Thursday, June 23, 2016

Cushman on the Taft Court, Viewed from the Docket Books

Barry Cushman, Notre Dame Law School, continues his investigation of the docket books of the US Supreme Court with Inside the Taft Court: Lessons from the Docket Books, published in the volume 2015 of the Supreme Court Review but available in draft on SSRN.  Here is the abstract:
CJ William Howard Taft (LC)
For many years, the docket books kept by certain of the Taft Court justices have been held by the Office of the Curator of the Supreme Court. Yet the existence of these docket books was not widely known, and access to them was highly restricted. In April of 2014, however, the Court adopted new guidelines designed to increase access to the docket books for researchers. This article offers a report and analysis based on a review of all of the Taft Court docket books held by the Office of the Curator, which are the only such docket books known to have survived.

..........

How to complete this task - For each statement, say whether it agrees with the blog post on Cushman's study of the Taft Court docket books, answering yes or no and quoting the words of the blog post that decide it. (a) The Taft Court docket books have been held by the Office of the Curator of the Supreme Court. (b) In April of 2014 the Court adopted new guidelines meant to limit researchers' access to the docket books. (c) Cushman's article appears in the 2016 volume of the Supreme Court Review. The items have no role in this exercise on the blog post.

Natural-language object grounding items -
..........

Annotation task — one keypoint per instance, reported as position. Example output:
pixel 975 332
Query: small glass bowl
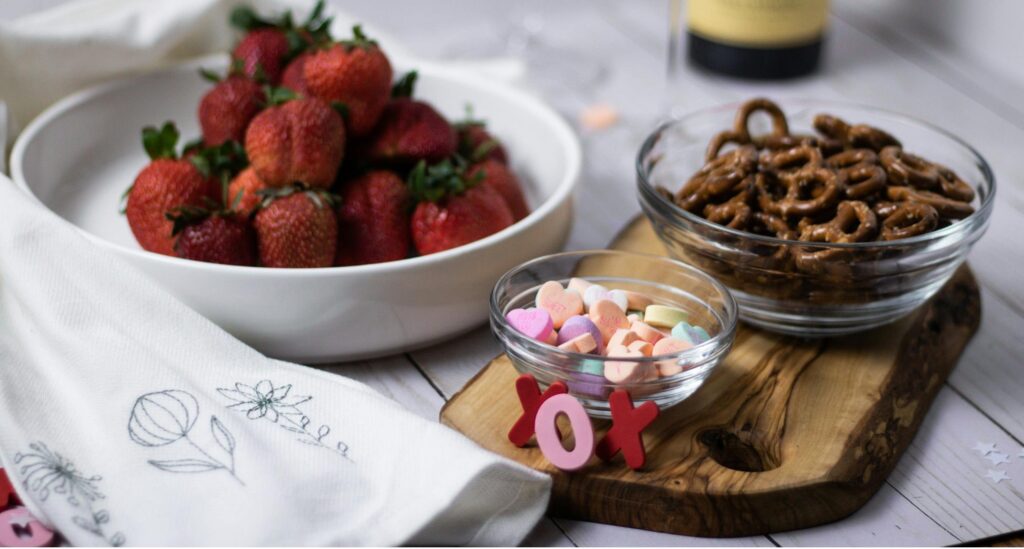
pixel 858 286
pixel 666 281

..........

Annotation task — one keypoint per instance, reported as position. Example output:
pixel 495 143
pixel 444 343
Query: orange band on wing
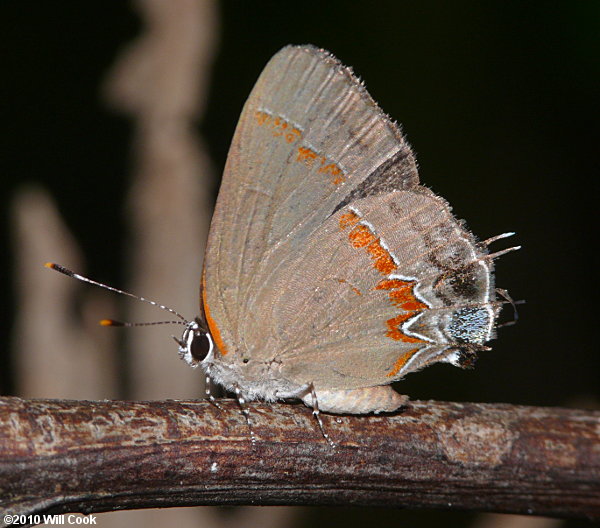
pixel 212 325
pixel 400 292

..........

Solution -
(a) Yes: "have been held by the Office of the Curator of the Supreme Court."
(b) No: "the Court adopted new guidelines designed to increase access to the docket books for researchers."
(c) No: "published in the volume 2015 of the Supreme Court Review"